= Beginning of Section =

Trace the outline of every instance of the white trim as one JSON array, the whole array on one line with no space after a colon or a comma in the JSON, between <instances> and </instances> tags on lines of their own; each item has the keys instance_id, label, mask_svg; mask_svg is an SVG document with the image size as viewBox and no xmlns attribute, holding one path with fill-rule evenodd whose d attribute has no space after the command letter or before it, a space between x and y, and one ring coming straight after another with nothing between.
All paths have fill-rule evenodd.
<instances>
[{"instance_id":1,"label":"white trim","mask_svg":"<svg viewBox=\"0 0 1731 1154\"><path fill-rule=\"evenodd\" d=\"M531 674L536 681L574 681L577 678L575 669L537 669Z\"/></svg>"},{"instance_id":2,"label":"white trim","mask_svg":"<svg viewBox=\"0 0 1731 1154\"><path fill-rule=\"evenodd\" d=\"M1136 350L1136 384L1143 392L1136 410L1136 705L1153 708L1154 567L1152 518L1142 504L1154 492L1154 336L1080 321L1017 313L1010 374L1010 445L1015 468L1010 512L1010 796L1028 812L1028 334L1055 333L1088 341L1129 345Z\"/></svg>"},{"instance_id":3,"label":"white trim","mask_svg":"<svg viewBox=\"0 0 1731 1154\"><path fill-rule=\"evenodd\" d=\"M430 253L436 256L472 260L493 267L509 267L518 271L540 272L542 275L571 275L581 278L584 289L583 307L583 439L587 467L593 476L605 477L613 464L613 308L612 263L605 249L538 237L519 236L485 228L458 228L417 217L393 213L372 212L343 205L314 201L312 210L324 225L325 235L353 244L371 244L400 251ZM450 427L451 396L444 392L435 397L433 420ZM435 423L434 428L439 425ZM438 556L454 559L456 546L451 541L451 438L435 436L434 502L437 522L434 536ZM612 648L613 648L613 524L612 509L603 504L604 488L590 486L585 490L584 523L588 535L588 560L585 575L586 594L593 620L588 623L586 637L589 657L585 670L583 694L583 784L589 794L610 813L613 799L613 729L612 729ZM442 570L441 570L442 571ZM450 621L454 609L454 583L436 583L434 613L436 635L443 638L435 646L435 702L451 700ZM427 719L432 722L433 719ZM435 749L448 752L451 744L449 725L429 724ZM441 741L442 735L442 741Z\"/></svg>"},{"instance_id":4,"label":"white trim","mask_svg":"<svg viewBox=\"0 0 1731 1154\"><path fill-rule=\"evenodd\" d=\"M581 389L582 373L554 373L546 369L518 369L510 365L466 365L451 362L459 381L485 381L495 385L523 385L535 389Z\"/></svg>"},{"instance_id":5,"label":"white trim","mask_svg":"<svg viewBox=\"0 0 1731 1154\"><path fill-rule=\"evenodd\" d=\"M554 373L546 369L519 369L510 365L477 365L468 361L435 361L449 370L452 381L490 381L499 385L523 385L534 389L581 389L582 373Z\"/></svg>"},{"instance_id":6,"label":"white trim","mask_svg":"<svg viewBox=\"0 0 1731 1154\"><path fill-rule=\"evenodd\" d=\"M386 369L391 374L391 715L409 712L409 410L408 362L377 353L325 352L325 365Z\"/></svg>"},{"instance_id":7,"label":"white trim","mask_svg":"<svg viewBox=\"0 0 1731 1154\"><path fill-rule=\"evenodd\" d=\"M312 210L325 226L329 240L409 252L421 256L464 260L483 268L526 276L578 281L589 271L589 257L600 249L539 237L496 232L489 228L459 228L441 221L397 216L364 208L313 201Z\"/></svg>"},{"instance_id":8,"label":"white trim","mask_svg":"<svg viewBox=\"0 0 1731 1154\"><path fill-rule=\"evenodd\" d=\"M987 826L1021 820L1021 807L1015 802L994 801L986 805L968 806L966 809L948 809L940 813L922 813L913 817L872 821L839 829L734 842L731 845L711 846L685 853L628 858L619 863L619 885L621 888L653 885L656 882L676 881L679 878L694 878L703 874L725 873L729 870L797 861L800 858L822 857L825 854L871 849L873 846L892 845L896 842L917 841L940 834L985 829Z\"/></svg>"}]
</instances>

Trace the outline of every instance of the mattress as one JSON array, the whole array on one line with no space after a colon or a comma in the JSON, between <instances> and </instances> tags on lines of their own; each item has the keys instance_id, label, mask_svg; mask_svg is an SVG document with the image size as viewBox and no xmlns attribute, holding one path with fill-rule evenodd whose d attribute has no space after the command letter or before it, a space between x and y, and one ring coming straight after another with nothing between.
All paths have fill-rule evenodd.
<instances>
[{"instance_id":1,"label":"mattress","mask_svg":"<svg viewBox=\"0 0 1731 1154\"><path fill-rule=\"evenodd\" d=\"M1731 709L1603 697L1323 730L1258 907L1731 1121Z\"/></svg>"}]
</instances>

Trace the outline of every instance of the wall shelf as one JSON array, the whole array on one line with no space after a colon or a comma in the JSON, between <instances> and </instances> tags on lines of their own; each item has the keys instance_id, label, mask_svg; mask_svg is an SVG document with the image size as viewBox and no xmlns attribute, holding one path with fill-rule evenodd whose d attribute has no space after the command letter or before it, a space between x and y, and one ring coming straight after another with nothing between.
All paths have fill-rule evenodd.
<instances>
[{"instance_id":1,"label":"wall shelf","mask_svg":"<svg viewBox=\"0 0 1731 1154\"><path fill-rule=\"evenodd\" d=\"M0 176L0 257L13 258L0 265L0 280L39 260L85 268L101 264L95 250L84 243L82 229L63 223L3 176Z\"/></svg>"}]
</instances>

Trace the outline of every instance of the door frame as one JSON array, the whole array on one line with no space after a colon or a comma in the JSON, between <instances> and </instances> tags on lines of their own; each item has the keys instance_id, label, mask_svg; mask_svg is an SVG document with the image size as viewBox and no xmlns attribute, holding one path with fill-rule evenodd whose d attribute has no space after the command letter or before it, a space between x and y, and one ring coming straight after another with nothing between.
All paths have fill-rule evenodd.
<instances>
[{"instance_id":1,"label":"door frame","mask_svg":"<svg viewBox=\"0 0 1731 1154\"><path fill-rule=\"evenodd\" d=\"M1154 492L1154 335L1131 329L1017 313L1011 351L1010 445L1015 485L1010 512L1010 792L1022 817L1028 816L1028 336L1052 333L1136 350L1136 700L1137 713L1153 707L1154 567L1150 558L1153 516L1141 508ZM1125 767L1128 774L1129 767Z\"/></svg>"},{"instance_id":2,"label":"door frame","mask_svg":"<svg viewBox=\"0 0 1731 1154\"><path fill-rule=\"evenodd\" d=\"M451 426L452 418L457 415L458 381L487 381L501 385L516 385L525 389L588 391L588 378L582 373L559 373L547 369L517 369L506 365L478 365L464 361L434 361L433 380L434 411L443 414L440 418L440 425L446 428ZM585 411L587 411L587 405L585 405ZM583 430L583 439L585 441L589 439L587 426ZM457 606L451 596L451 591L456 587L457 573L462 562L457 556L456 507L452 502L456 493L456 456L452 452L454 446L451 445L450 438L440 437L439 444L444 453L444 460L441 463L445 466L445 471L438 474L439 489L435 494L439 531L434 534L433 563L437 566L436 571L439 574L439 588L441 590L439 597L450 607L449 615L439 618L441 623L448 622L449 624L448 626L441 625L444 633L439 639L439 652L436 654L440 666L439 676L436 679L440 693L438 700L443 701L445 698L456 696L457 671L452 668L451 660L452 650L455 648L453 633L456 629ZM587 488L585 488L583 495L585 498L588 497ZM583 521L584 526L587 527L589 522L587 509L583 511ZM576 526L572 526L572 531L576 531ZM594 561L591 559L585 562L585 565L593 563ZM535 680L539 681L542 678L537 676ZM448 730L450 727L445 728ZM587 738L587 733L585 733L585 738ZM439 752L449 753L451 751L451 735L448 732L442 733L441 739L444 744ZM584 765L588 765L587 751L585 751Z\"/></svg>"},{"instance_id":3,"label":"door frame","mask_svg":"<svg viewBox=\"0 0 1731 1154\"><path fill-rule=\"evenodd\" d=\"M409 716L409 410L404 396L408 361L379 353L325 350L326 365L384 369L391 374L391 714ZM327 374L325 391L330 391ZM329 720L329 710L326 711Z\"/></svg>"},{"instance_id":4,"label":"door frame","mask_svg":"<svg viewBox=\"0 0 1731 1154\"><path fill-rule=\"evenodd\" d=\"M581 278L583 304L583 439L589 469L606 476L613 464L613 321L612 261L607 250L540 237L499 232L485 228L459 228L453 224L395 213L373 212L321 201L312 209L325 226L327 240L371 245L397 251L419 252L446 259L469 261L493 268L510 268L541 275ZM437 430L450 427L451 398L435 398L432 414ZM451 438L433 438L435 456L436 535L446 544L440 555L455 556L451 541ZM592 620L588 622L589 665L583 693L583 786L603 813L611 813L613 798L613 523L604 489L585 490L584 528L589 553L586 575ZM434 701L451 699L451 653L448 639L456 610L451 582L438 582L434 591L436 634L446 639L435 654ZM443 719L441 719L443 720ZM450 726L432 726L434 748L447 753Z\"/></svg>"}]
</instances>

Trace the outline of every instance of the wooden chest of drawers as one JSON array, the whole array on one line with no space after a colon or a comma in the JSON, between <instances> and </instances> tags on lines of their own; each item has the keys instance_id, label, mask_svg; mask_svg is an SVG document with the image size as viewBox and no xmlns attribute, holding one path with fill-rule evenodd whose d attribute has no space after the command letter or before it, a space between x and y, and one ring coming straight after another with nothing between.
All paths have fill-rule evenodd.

= End of Section =

### WORK REQUEST
The response should be the listing above, limited to the lines between the one holding "Trace the outline of every instance of the wall" and the one holding "Trace the outline of every instance of the door", inclusive, reproduced exactly.

### RESPONSE TO THE EXERCISE
Trace the outline of every instance of the wall shelf as one JSON array, the whole array on one line with no space after a colon or a comma in the JSON, between <instances> and </instances> tags on lines of their own; each item has the keys instance_id, label, mask_svg; mask_svg is an SVG document with the image size as viewBox and no xmlns attribute, holding one path with fill-rule evenodd whose d attribute has no space after the command letter or before it, a space between x and y, and one ring coming straight after another with nothing between.
All paths have fill-rule evenodd.
<instances>
[{"instance_id":1,"label":"wall shelf","mask_svg":"<svg viewBox=\"0 0 1731 1154\"><path fill-rule=\"evenodd\" d=\"M0 176L0 257L13 258L0 265L0 280L39 260L85 268L101 264L95 250L84 243L82 229L63 223L3 176Z\"/></svg>"}]
</instances>

Trace the outline of every instance of the door frame as one JSON array, the whole array on one line with no space after a colon or a comma in the JSON, between <instances> and </instances> tags on lines of their own; each item has the keys instance_id, label, mask_svg; mask_svg is an SVG document with the image size as viewBox and no xmlns attribute, holding one path with fill-rule evenodd whose d attribute has no space after the command letter or before it, a space between x and y, and one ring coming straight after another with nothing between.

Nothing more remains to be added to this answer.